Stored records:
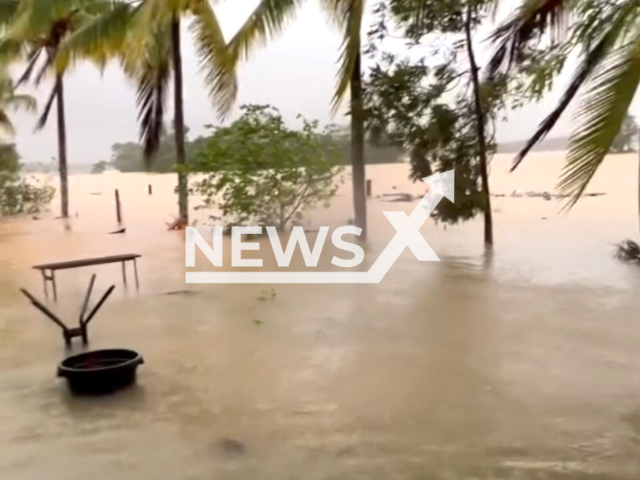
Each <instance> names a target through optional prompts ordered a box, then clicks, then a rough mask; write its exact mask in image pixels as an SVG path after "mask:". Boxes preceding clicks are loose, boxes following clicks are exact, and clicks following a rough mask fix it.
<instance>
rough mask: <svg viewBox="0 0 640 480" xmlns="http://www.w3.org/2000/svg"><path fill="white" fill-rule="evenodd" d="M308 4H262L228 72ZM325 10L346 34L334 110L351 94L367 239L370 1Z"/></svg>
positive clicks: (356, 190)
mask: <svg viewBox="0 0 640 480" xmlns="http://www.w3.org/2000/svg"><path fill="white" fill-rule="evenodd" d="M306 1H307V0H260V3H259V4H258V6H257V7H256V8H255V9H254V11H253V12H252V13H251V15H250V16H249V18H248V19H247V21H246V22H245V24H244V25H243V26H242V27H241V28H240V30H238V32H237V33H236V34H235V35H234V37H233V38H232V39H231V41H230V42H229V55H228V57H227V59H228V61H229V62H230V64H229V67H228V68H227V70H232V69H235V68H236V65H237V64H238V62H240V61H241V60H244V59H246V58H248V56H249V55H250V54H251V53H252V52H253V50H254V49H255V47H256V46H257V45H259V44H262V43H264V42H265V41H268V40H270V39H272V38H273V37H275V36H276V35H277V34H279V33H280V32H281V31H282V30H283V28H284V27H285V25H286V24H287V22H288V21H290V20H293V19H294V18H295V15H296V13H297V10H298V9H299V8H300V7H301V6H302V5H303V4H304V3H305V2H306ZM321 6H322V8H323V10H324V12H325V14H326V15H327V17H328V19H329V21H330V22H331V23H332V24H334V25H335V26H336V27H337V28H338V30H339V31H340V32H341V34H342V37H343V39H342V46H341V52H340V70H339V72H338V75H337V79H338V81H337V85H336V90H335V93H334V96H333V102H332V106H333V109H334V111H337V109H338V108H339V106H340V105H341V103H342V101H343V100H344V97H345V96H346V95H347V93H348V94H349V97H350V99H349V114H350V116H351V168H352V172H353V177H352V178H353V205H354V211H355V225H356V226H357V227H359V228H361V229H362V234H361V238H362V239H365V238H366V235H367V202H366V194H365V182H366V179H365V162H364V148H365V142H364V140H365V131H364V121H365V120H364V105H363V92H362V51H361V50H362V45H361V38H360V37H361V35H362V22H363V16H364V12H365V6H366V0H330V1H322V2H321Z"/></svg>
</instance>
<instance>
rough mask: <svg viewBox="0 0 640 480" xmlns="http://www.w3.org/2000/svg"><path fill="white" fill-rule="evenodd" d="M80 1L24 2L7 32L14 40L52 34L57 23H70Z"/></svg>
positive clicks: (16, 12)
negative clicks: (71, 18) (78, 1)
mask: <svg viewBox="0 0 640 480" xmlns="http://www.w3.org/2000/svg"><path fill="white" fill-rule="evenodd" d="M78 7H79V5H78V0H22V1H20V2H19V4H18V8H17V10H16V14H15V16H14V18H13V20H12V22H11V25H10V26H9V28H8V30H7V33H6V35H7V37H8V38H12V39H33V38H38V37H42V36H48V35H50V34H51V26H52V24H53V23H54V22H56V21H69V19H70V18H69V17H70V14H72V13H73V12H75V11H77V10H78Z"/></svg>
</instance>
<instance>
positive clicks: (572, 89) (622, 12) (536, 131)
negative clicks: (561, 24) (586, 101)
mask: <svg viewBox="0 0 640 480" xmlns="http://www.w3.org/2000/svg"><path fill="white" fill-rule="evenodd" d="M631 13H632V10H629V11H620V12H619V14H618V15H617V16H616V17H615V18H611V19H610V22H609V24H608V29H607V30H606V31H605V32H604V33H602V36H601V38H600V40H599V41H598V43H597V44H596V45H594V46H593V47H592V48H591V50H590V51H588V52H587V53H586V54H585V55H584V58H583V60H582V61H581V63H580V65H579V66H578V69H577V70H576V72H575V73H574V76H573V79H572V81H571V83H570V84H569V86H568V87H567V89H566V90H565V92H564V94H563V95H562V98H561V99H560V103H559V104H558V106H556V108H555V109H554V110H553V111H552V112H551V114H549V115H548V116H547V117H546V118H545V119H544V121H543V122H542V123H541V124H540V125H539V126H538V129H537V130H536V132H535V133H534V135H533V136H532V137H531V138H530V139H529V141H527V143H526V145H525V146H524V148H523V149H522V150H521V151H520V152H519V153H518V155H517V156H516V157H515V159H514V160H513V164H512V166H511V171H512V172H513V171H514V170H515V169H516V168H517V167H518V165H520V163H521V162H522V161H523V160H524V158H525V157H526V156H527V154H528V153H529V152H530V151H531V149H532V148H533V147H534V146H535V145H537V144H538V143H540V142H541V141H542V140H543V139H544V138H545V137H546V136H547V134H548V133H549V132H550V131H551V130H552V129H553V127H554V126H555V124H556V123H557V121H558V120H559V119H560V117H561V116H562V114H563V113H564V112H565V111H566V109H567V108H568V107H569V105H570V104H571V102H572V101H573V99H574V98H575V96H576V94H577V93H578V91H579V90H580V89H581V88H582V86H583V85H584V84H585V82H586V81H587V80H588V78H589V77H590V76H591V75H592V74H593V72H594V71H595V70H596V68H597V67H598V66H599V65H600V64H601V63H602V62H603V60H604V59H605V58H606V57H607V55H608V54H609V53H610V52H611V50H612V49H613V48H614V46H615V45H616V43H617V42H618V41H619V40H620V37H621V36H622V35H623V34H624V31H625V28H626V25H627V23H628V19H629V15H630V14H631Z"/></svg>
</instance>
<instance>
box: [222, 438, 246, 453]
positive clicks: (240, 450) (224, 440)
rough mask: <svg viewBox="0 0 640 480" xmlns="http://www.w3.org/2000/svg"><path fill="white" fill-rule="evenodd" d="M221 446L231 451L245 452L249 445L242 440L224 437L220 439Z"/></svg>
mask: <svg viewBox="0 0 640 480" xmlns="http://www.w3.org/2000/svg"><path fill="white" fill-rule="evenodd" d="M220 447H221V448H222V449H223V450H224V451H225V452H229V453H245V452H246V450H247V447H246V446H245V445H244V443H242V442H241V441H240V440H236V439H234V438H223V439H222V441H220Z"/></svg>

• **Task to complete**:
Transcribe all of the entries word for word, but skip any pictures they contain.

• **Output for this exercise**:
Each <instance> names a target through optional prompts ordered a box, then clicks, then a rough mask; write its exact mask in image pixels as an SVG path after "mask:". Boxes preceding clicks are loose, boxes following clicks are exact, and clicks following a rough mask fix it.
<instance>
rough mask: <svg viewBox="0 0 640 480" xmlns="http://www.w3.org/2000/svg"><path fill="white" fill-rule="evenodd" d="M308 4H262L228 72ZM325 10L346 34L334 110L351 94L367 239L370 1Z"/></svg>
positive clicks: (356, 190)
mask: <svg viewBox="0 0 640 480" xmlns="http://www.w3.org/2000/svg"><path fill="white" fill-rule="evenodd" d="M306 1H307V0H260V3H259V4H258V6H257V7H256V8H255V9H254V11H253V12H252V13H251V15H250V16H249V18H248V19H247V21H246V22H245V24H244V25H243V26H242V27H241V28H240V30H238V32H237V33H236V34H235V35H234V37H233V38H232V39H231V41H230V42H229V55H228V57H227V59H228V61H229V62H230V64H229V67H228V68H227V70H232V69H235V68H236V65H237V64H238V62H240V61H241V60H244V59H246V58H248V56H249V55H250V54H251V53H252V52H253V50H254V49H255V47H256V46H257V45H259V44H262V43H264V42H265V41H268V40H270V39H272V38H273V37H275V36H276V35H277V34H279V33H280V32H281V31H282V30H283V28H284V27H285V25H286V24H287V22H288V21H290V20H293V19H294V18H295V15H296V13H297V10H298V9H299V8H300V7H301V6H302V5H303V4H304V3H305V2H306ZM321 6H322V8H323V10H324V12H325V14H326V15H327V17H328V19H329V21H330V22H331V23H332V24H334V25H335V26H336V27H337V28H338V30H339V31H340V32H341V34H342V37H343V39H342V46H341V52H340V70H339V72H338V75H337V79H338V81H337V85H336V90H335V93H334V96H333V102H332V106H333V109H334V111H337V109H338V108H339V106H340V105H341V103H342V101H343V100H344V97H345V96H346V95H347V93H348V94H349V97H350V99H349V114H350V116H351V168H352V172H353V177H352V178H353V205H354V211H355V225H356V226H357V227H359V228H361V229H362V234H361V238H362V239H365V238H366V235H367V202H366V194H365V182H366V179H365V162H364V148H365V142H364V140H365V131H364V121H365V120H364V105H363V92H362V51H361V50H362V45H361V38H360V37H361V35H362V22H363V16H364V12H365V6H366V0H330V1H322V2H321Z"/></svg>
</instance>
<instance>
rough mask: <svg viewBox="0 0 640 480" xmlns="http://www.w3.org/2000/svg"><path fill="white" fill-rule="evenodd" d="M80 1L24 2L7 32L14 40L52 34L57 23H70Z"/></svg>
positive clicks: (16, 12)
negative clicks: (71, 18) (78, 1)
mask: <svg viewBox="0 0 640 480" xmlns="http://www.w3.org/2000/svg"><path fill="white" fill-rule="evenodd" d="M78 7H79V5H78V0H22V1H20V2H19V4H18V8H17V10H16V14H15V16H14V18H13V20H12V22H11V25H10V26H9V28H8V30H7V33H6V35H7V37H8V38H12V39H33V38H38V37H42V36H48V35H50V34H51V26H52V24H53V23H54V22H56V21H69V19H70V18H69V17H70V14H72V13H73V12H75V11H77V10H78Z"/></svg>
</instance>
<instance>
positive clicks: (572, 89) (622, 12) (536, 131)
negative clicks: (561, 24) (586, 101)
mask: <svg viewBox="0 0 640 480" xmlns="http://www.w3.org/2000/svg"><path fill="white" fill-rule="evenodd" d="M631 13H632V10H629V11H620V12H619V14H618V15H617V16H616V17H615V18H611V19H610V22H609V24H608V29H607V30H606V31H605V32H604V33H602V36H601V38H600V40H599V41H598V43H597V44H596V45H594V46H593V47H592V48H591V50H590V51H588V52H587V53H586V54H585V55H584V58H583V60H582V61H581V63H580V65H579V66H578V69H577V70H576V72H575V73H574V76H573V79H572V81H571V83H570V84H569V86H568V87H567V89H566V90H565V92H564V94H563V95H562V98H561V99H560V103H559V104H558V106H556V108H555V109H554V110H553V111H552V112H551V114H549V115H548V116H547V117H546V118H545V119H544V121H543V122H542V123H541V124H540V125H539V126H538V129H537V130H536V132H535V133H534V135H533V136H532V137H531V138H530V139H529V141H527V143H526V145H525V146H524V148H523V149H522V150H521V151H520V152H519V153H518V155H517V156H516V157H515V159H514V160H513V164H512V166H511V171H512V172H513V171H514V170H515V169H516V168H517V167H518V165H520V163H521V162H522V161H523V160H524V158H525V157H526V156H527V154H528V153H529V152H530V151H531V149H532V148H533V147H534V146H535V145H537V144H538V143H540V142H541V141H542V140H543V139H544V138H545V137H546V136H547V134H548V133H549V132H550V131H551V130H552V129H553V127H554V126H555V124H556V123H557V121H558V120H559V119H560V117H561V116H562V114H563V113H564V112H565V111H566V109H567V108H568V107H569V105H570V104H571V102H572V101H573V99H574V98H575V96H576V94H577V93H578V91H579V90H580V89H581V88H582V86H583V85H584V84H585V82H586V81H587V80H588V78H589V77H590V76H591V75H592V74H593V72H594V71H595V70H596V68H597V67H598V66H599V65H600V64H601V63H602V62H603V60H604V59H605V58H606V57H607V55H608V54H609V53H610V52H611V50H612V49H613V48H614V46H615V45H616V43H617V42H618V41H619V40H620V37H621V36H622V35H623V34H624V31H625V28H626V25H627V23H628V19H629V15H630V14H631Z"/></svg>
</instance>
<instance>
box: [222, 438, 246, 453]
positive clicks: (240, 450) (224, 440)
rough mask: <svg viewBox="0 0 640 480" xmlns="http://www.w3.org/2000/svg"><path fill="white" fill-rule="evenodd" d="M221 446L231 451L245 452L249 445L242 440L224 437L220 439Z"/></svg>
mask: <svg viewBox="0 0 640 480" xmlns="http://www.w3.org/2000/svg"><path fill="white" fill-rule="evenodd" d="M220 447H221V448H222V449H223V450H224V451H225V452H229V453H245V452H246V450H247V447H246V446H245V445H244V443H242V442H241V441H240V440H236V439H234V438H223V439H222V441H220Z"/></svg>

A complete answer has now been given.